**Passage**
--------------------------------------------------

But the major problem with shorting the Cure #1 is that, as has been done in this case, there's no accounting for the vast difference in lean to fat in bacon.
The USDA's recommended levels of safe nitrite are for the weight of the entire cut, there's no accounting for different levels of fat/lean.
Therefore, I think it's bad to promote such a practice.



Martin


----------



## diggingdogfarm (Apr 1, 2012)

Pops6927 said:


> What might be confusing is on the dry, the ingredients are per 1000g or 1kg, multiply the amounts X 5 for 5 kg of bacon bringing the cure up to 1 oz or 1 heaping tablespoon.



Take a very close look at the amount of ingredients for the dry cure per 1000g (1 kg.), that's where the major problem lies. 
I hope there's nobody who puts 15% salt in their bacon......on purpose anyway! LOL

And 2.5 teaspoons (12.5 g.) of Cure #1 is the proper amount of cure for 5 kg. of bacon if the level of 156 ppm is used, but it's acceptable to use up to 180 ppm for skin on bellies. 
1 ounce of Cure #1 per 5 kg. of bacon that you suggest would be 350 ppm which is way over the safe limit. :icon_eek:


Martin


----------



## DanMcG (Apr 1, 2012)

Good catch Martin, I must have looked at that recipe before but never noticed the error. Another good reason to do your own calculations, just to verify what you're reading is accurate.


----------



## alblancher (Apr 1, 2012)

Always do the calculations.  Using the dry cure calculator I plugged in 11 lbs of bacon skin on with 4% salt and came up with  199 g salt and 14.3 g cure for 200 ppm.   149g salt and 14.3g cure for 3% salt.

When doing dry cures I always recommend we cure with the maximum amount of cure  for bacon  200ppm because of the amount of time involved and the way we apply the cure mix.

Remember we have no control over off-site links.  We can not keep them edited properly. 

May I suggest we refer members to the Dry Cured Bacon Calculator in the Wikis that we discussed and approved as a team.   Pop's brine is also in the Wikis and we should use it as our go to brine recipe.

If  it is time to open these two Wikis to additional discussion or fine tuning lets do it.


----------

--------------------------------------------------

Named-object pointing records
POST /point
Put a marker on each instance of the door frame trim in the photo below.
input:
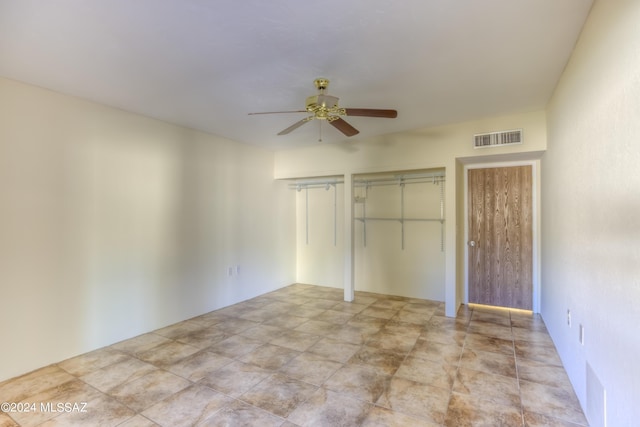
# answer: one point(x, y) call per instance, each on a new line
point(535, 223)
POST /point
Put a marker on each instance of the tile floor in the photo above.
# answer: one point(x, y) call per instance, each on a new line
point(301, 356)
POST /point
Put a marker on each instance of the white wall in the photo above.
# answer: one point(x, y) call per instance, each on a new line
point(435, 148)
point(113, 224)
point(591, 210)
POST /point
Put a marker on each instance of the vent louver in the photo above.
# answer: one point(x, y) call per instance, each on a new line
point(496, 139)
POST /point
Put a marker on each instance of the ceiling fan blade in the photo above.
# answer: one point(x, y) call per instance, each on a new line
point(293, 127)
point(368, 112)
point(344, 127)
point(279, 112)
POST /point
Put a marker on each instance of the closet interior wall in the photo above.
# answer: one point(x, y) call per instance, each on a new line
point(398, 228)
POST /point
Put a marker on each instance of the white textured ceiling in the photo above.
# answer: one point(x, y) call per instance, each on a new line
point(205, 64)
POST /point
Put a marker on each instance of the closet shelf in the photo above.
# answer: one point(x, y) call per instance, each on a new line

--------------------------------------------------

**Aim**
Please write out the bacon cure thread again, everything from "And 2.5 teaspoons" down to "DanMcG (Apr 1, 2012)", changing each "ppm" to "parts per million".

**Exercise answer**
And 2.5 teaspoons (12.5 g.) of Cure #1 is the proper amount of cure for 5 kg. of bacon if the level of 156 parts per million is used, but it's acceptable to use up to 180 parts per million for skin on bellies. 
1 ounce of Cure #1 per 5 kg. of bacon that you suggest would be 350 parts per million which is way over the safe limit. :icon_eek:


Martin


----------



## DanMcG (Apr 1, 2012)